==== DOCUMENT PASSAGE

Note: strtok() is not thread safe, OK to fix that later anyway.

> +    effect = sox_create_effect(sox_find_effect(effect_str));
> +    if (!effect) {
> +        av_log(ctx, AV_LOG_ERROR, "No such sox effect: '%s'.\n", effect_str);
> +        return AVERROR(EINVAL);
> +    }
> +
> +    while (args[++nb_args] = strtok(NULL, " ")) {
> +        if  (nb_args >= MAX_EFFECT_ARGS-1) {
> +            av_log(ctx, AV_LOG_ERROR, "Too many arguments for sox effect'%s'.\n", effect_str);
> +            return AVERROR(EINVAL);
> +        }
> +    }
> +    if ((err = sox_add_effect(sox->chain, effect, signal, signal)) != SOX_SUCCESS) {
> +        av_log(ctx, AV_LOG_ERROR, "Sox error: '%s'.\n", sox_strerror(err));
> +        return AVERROR(EINVAL);
> +    }
> +    if (nb_args >= 0)
> +        err = sox_effect_options(effect, nb_args, args);
> +    else
> +        err = sox_effect_options(effect, nb_args, NULL);

nb_args >= 0 ? args : NULL

> +    if (err != SOX_SUCCESS) {
> +        av_log(ctx, AV_LOG_ERROR, "Sox error: '%s'.\n", sox_strerror(err));
> +        return AVERROR(EINVAL);
> +    }
> +
> +    return 0;
> +}
> +
> +static int config_input(AVFilterLink *link)
> +{

I find "inlink" in place of "link" usually much more useful when
reading/debugging code.

========

EXERCISES TO COMPLETE -
1. In the code review, what name is recommended in place of "link"?
2. Return the portion of the code review starting with "nb_args >= 0 ?" and going on through "int config_input(AVFilterLink *link)", copied verbatim.
The data placed after this point are not needed for any task.

==== INPUT DATA

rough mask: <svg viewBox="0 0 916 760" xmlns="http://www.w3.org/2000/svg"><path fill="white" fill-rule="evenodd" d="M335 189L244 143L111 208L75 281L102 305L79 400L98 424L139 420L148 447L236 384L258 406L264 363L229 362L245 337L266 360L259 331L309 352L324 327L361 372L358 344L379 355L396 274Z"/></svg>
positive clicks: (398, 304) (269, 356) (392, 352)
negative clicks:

========

ANSWERS -
1. "inlink"

2.
nb_args >= 0 ? args : NULL

> +    if (err != SOX_SUCCESS) {
> +        av_log(ctx, AV_LOG_ERROR, "Sox error: '%s'.\n", sox_strerror(err));
> +        return AVERROR(EINVAL);
> +    }
> +
> +    return 0;
> +}
> +
> +static int config_input(AVFilterLink *link)